Stated exercise: Rewrite the material below, substituting "Object" for every "Target" and leaving everything else unchanged.

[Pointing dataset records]
════════

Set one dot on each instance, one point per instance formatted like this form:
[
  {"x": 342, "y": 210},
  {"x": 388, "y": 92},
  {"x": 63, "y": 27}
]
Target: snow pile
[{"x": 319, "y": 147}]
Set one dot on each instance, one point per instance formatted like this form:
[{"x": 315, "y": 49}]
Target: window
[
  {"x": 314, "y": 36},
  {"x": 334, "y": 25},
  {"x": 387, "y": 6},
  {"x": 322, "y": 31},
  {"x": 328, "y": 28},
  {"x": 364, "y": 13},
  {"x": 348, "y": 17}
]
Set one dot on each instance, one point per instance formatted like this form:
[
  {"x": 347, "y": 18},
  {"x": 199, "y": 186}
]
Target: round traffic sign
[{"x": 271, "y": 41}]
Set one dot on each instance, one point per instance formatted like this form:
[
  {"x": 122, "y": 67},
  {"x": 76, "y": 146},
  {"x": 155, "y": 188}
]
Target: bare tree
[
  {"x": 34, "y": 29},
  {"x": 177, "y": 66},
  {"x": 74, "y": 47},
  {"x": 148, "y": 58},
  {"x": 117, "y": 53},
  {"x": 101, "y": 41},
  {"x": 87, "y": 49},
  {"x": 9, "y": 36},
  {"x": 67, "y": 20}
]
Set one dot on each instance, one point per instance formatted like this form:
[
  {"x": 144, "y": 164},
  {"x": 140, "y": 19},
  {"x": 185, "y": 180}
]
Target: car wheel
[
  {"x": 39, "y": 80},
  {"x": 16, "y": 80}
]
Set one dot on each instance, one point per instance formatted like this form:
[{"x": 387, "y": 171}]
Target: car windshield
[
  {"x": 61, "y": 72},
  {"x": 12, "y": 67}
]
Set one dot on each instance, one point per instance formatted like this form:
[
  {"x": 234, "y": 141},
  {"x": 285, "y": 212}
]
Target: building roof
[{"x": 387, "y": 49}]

════════

In response:
Set one dot on each instance, one point per instance formatted like this form:
[
  {"x": 342, "y": 210},
  {"x": 388, "y": 92},
  {"x": 63, "y": 27}
]
Object: snow pile
[{"x": 319, "y": 147}]
Set one dot on each instance, one point per instance formatted like this form:
[{"x": 315, "y": 49}]
Object: window
[
  {"x": 314, "y": 36},
  {"x": 334, "y": 25},
  {"x": 387, "y": 6},
  {"x": 322, "y": 31},
  {"x": 328, "y": 28},
  {"x": 364, "y": 13},
  {"x": 348, "y": 17}
]
Set one dot on each instance, one point per instance formatted like this form:
[
  {"x": 347, "y": 18},
  {"x": 199, "y": 186}
]
Object: round traffic sign
[{"x": 271, "y": 41}]
Set one dot on each instance, one point per instance formatted like this form:
[
  {"x": 122, "y": 67},
  {"x": 76, "y": 146},
  {"x": 155, "y": 188}
]
Object: bare tree
[
  {"x": 34, "y": 29},
  {"x": 177, "y": 66},
  {"x": 74, "y": 47},
  {"x": 148, "y": 58},
  {"x": 117, "y": 53},
  {"x": 101, "y": 41},
  {"x": 87, "y": 49},
  {"x": 9, "y": 36},
  {"x": 67, "y": 20}
]
Set one dot on each instance, one point per instance formatted like this form:
[
  {"x": 144, "y": 164},
  {"x": 140, "y": 19},
  {"x": 185, "y": 180}
]
Object: car wheel
[
  {"x": 39, "y": 80},
  {"x": 16, "y": 80}
]
Set one dot on each instance, one point per instance formatted like this form:
[{"x": 387, "y": 171}]
Object: car windshield
[
  {"x": 61, "y": 72},
  {"x": 12, "y": 67}
]
Set one dot on each instance, one point per instance formatted like this form:
[
  {"x": 234, "y": 141},
  {"x": 285, "y": 212}
]
Object: building roof
[{"x": 387, "y": 49}]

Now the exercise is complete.